▸ **Texto proporcionado**
El genial escritor y periodista, Premio Príncipe de Asturias de Comunicación y Humanidades en 2003, tampoco me defraudó esta vez. El Imperio es una obra de arte, además de un manual sobre periodismo del tipo «ir, ver y contar» como lo definió el también periodista Eduardo Haro Tecglen. Pero sobre todo, de saber ir, saber ver —a veces incluso sin que se le permitiera mirar— y saber contar. Tras las primeras páginas me percaté de dos cosas: la primera, que en efecto, la encuadernación —por llamarlo de alguna forma— era tan nefasta que las hojas se desprendían con solo pasarlas. Y segundo, que me estaba embarcando en un texto bastante más denso que mis dos lecturas veraniegas anteriores, La Bodega y El fuego del cielo, algo, por otra parte, bastante previsible, teniendo en cuenta de quién se trataba. La extinta Unión Soviética es descrita en tres etapas de su historia a través del dibujo que va trazando el autor en el transcurso de otros tantos viajes por los vastos territorios del que llama, «el último Imperio» al estilo de Roma, la Inglaterra colonial, o la España de Carlos V y Felipe II. A quien pudiera interesarle, quiero advertir que para leer cualquiera de los libros de viajes de Kapuscinski es aconsejable proveerse de un buen mapa donde situar cada descripción, cada historia, cada acción y cada anécdota, para extraer todo el jugo a esa maravillosa experiencia.



Se trata de una obra imprescindible para conocer —que no entender— una de las más terribles épocas de Europa, y probablemente del mundo, que azotó a cientos de millones de personas y decenas de naciones, pueblos y culturas. ¿Y por qué no, «entender»? Porque no se puede. No, al menos, mediante la razón o la lógica humanas. La monstruosidad de los crímenes de Stalin, de sus partidarios y sus sucesores en el Kremlin, no es posible abarcarlos, ni siquiera desde una fría perspectiva histórica. Seguro que existen obras actualizadas —El Imperio es de 1993— con nuevos datos y mucha más información, pero dudo que sean capaces de poner ante nuestros ojos la realidad de aquellos años y en aquellas tierras, con tal fidelidad y realismo. La prosa empleada por Kapuscinski en este libro-reportaje provoca en el lector —al menos en mí— una mezcla de sentimientos encontrados, de admiración y espanto, impotencia y fe, serenidad y rabia. Impresiona su capacidad para ponerse en la piel del otro sin renunciar a la distancia necesaria para que el resultado siga siendo periodismo de máximo nivel. Cuando se ha acabado de leer uno de sus libros, es fácil deducir lo que piensa sobre la mayoría de las cosas sobre las que ha escrito; la crítica es intencionadamente visible, porque no está sutilmente enmascarada para colar la opinión por el hueco de la información. Sin embargo, y aunque abunda el análisis crítico, nos resultará imposible definir ideológicamente al autor. Uno de los elementos que con mayor claridad revela las tendencias de un periodista-escritor es la religión. En los textos como el que nos ocupa es inevitable la presencia repetida de referencias a las creencias, cultos y religiosidad popular en los territorios descritos. Tras leer El Imperio nadie será capaz de intuir la inclinación religiosa de Ryszard Kapuscinski, sin que ello tenga nada que ver con la frialdad o el desinterés, sino todo lo contrario; la fricción en tales asuntos es constante, sensible, y al mismo tiempo aséptica. Es lo que llamamos —lo escribo con cierto rubor por los tiempos que corren—, «objetividad», y que, en este caso, la representa a la perfección.

▸ **Información mostrada**
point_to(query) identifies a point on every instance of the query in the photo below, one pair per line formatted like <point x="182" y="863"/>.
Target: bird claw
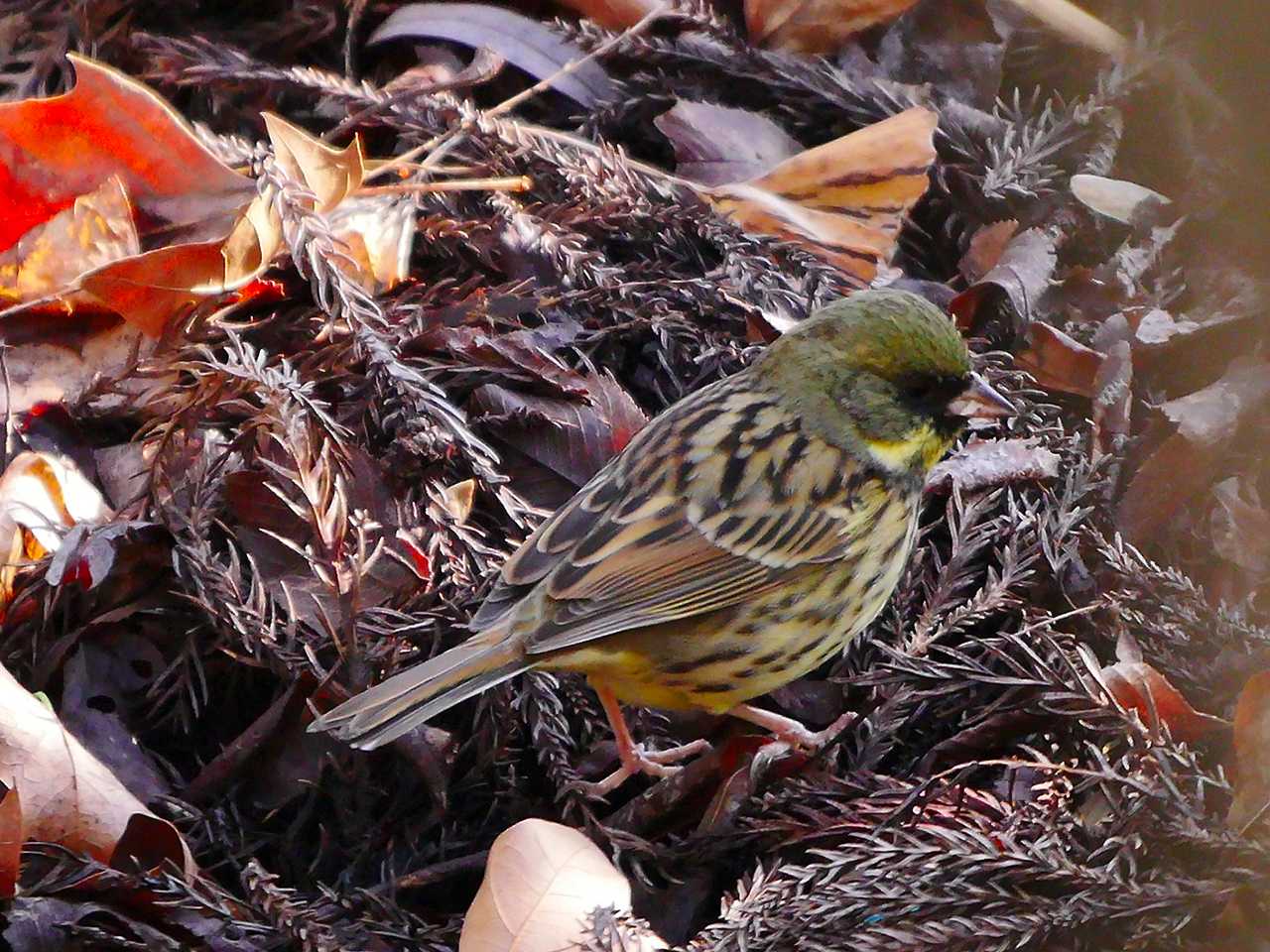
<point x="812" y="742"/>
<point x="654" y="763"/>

* * *

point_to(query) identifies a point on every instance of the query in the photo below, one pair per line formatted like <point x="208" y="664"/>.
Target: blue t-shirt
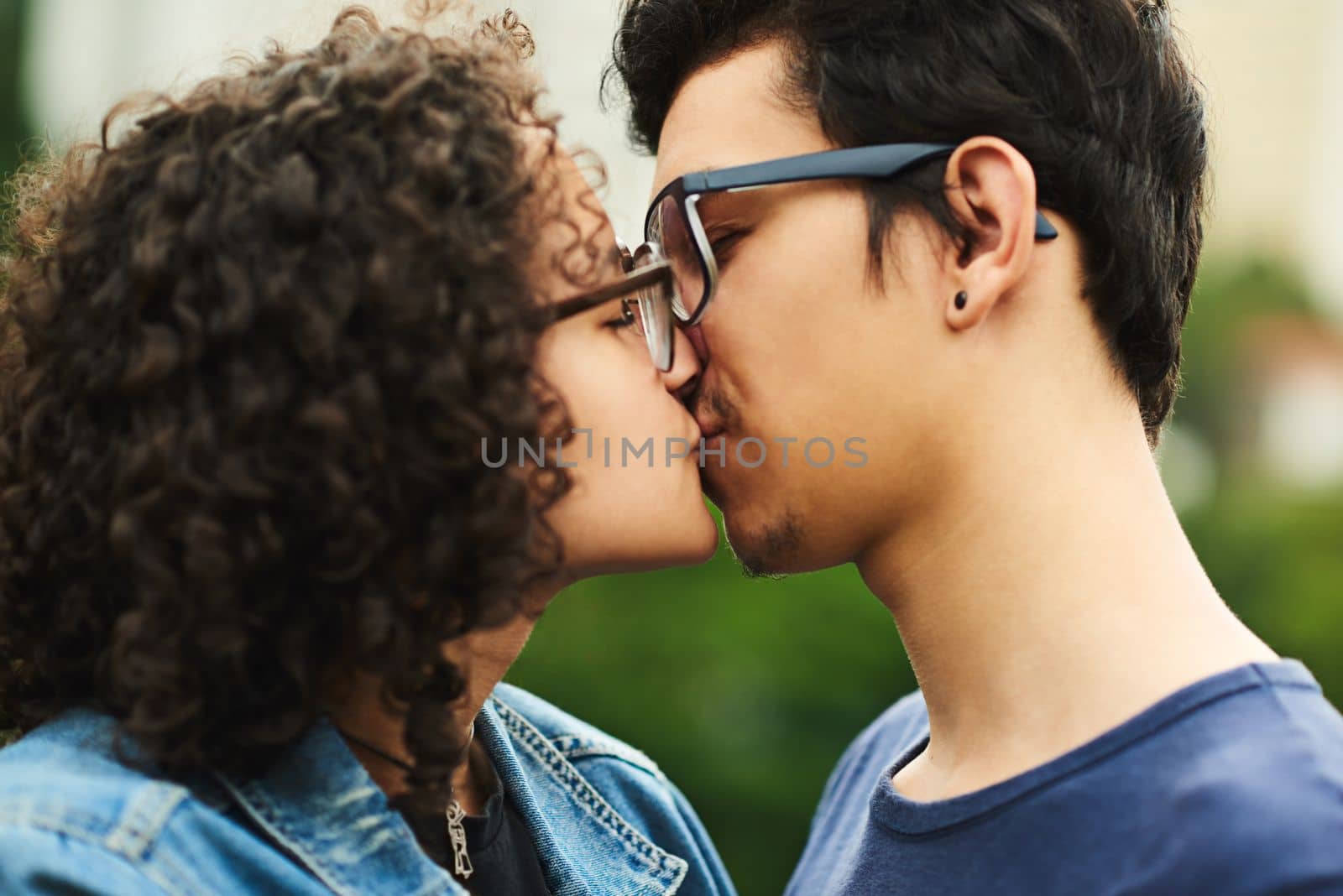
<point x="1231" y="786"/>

* * *

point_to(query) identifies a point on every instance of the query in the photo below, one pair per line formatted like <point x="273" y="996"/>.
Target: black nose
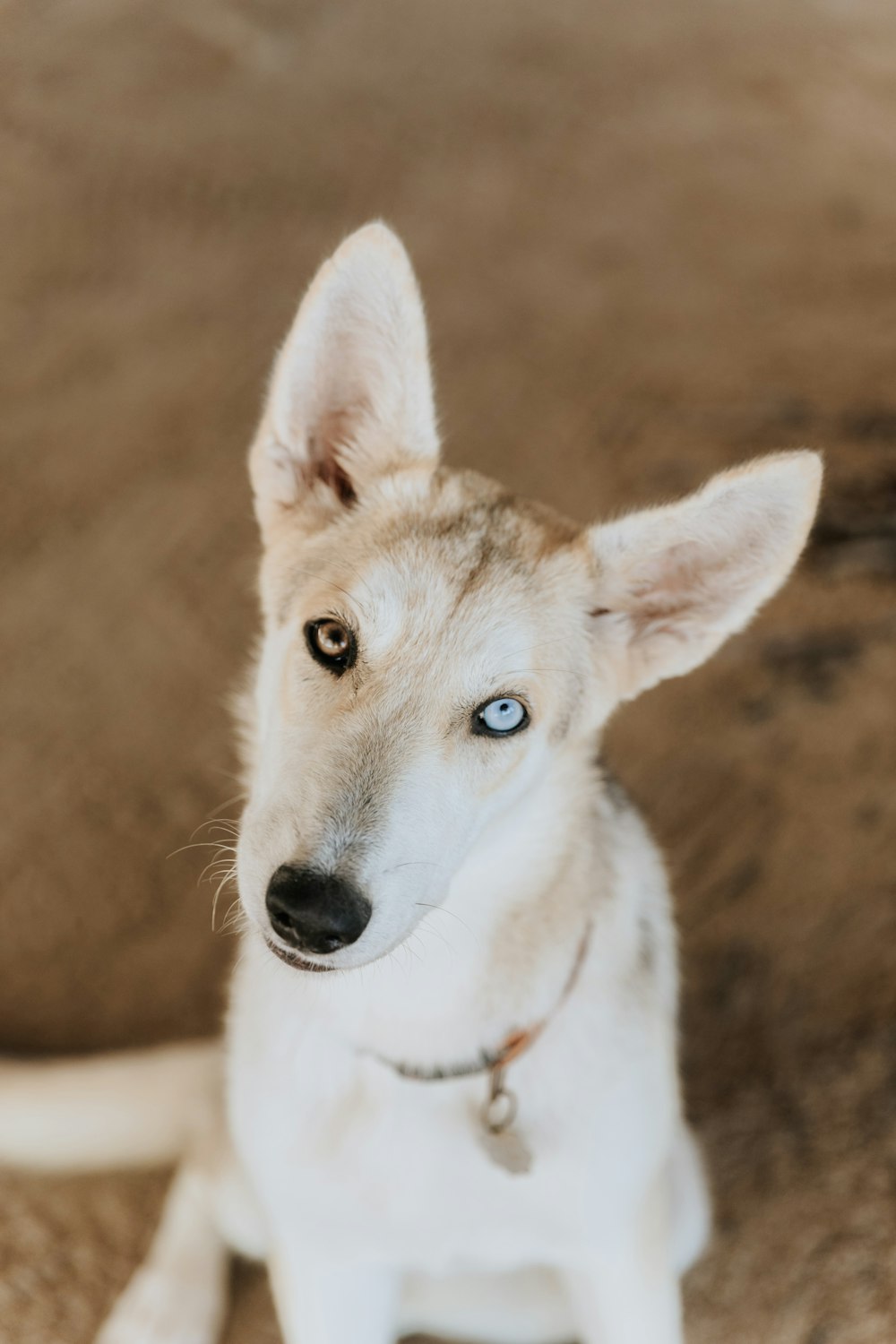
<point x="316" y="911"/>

▸ **Objetivo planteado A**
Según la reseña sobre El Imperio, ¿qué conviene tener a mano al leer los libros de viajes de Kapuscinski?
▸ **Objetivo planteado B**
Retoma la reseña sobre El Imperio de Kapuscinski a partir de su última oración.

▸ **Respuesta escrita A**
Un buen mapa donde situar cada descripción, cada historia, cada acción y cada anécdota.

▸ **Respuesta escrita B**
La narración de acontecimientos históricos, y de otros que tienen lugar en vivo durante el transcurso del viaje, son en ocasiones tan desgarradores como desconocidos para millones de ciudadanos occidentales. Salvo quienes expresamente se han interesado por ella, para la mayoría, es una sección de la historia, en aquella porción de tierra, inexistente. Las razones pueden ser muchas. Por un lado, estamos hablando del período de entreguerras, cuando Stalin desarrolló su «política» de expansión soviética. Y por otro, de la posguerra —tras la II Guerra Mundial—, con la Vieja Europa horrorizada y avergonzada por lo que hemos convenido en llamar el Holocausto. Los años siguientes a la guerra fueron los de los supervivientes de Auschwitz. Es cuando comienza a conocerse de verdad lo que había significado el horror nazi. La aberración fue tal, que no había tiempo para mirar detrás del tupido «telón de acero», en unos territorios muy lejanos a los de influencia de Occidente. Todos los esfuerzos de la Europa intelectual y política se centraron en llorar la tragedia, consolar a sus víctimas, purgar los crímenes y poner los medios para tratar de impedir que algo semejante pudiese volver a suceder. En 1948 se creó el poderoso Estado de Israel.



Mapa de la Unión Soviética en 1989, extraído de Wikipedia
(click en el mapa para ver en resolución original)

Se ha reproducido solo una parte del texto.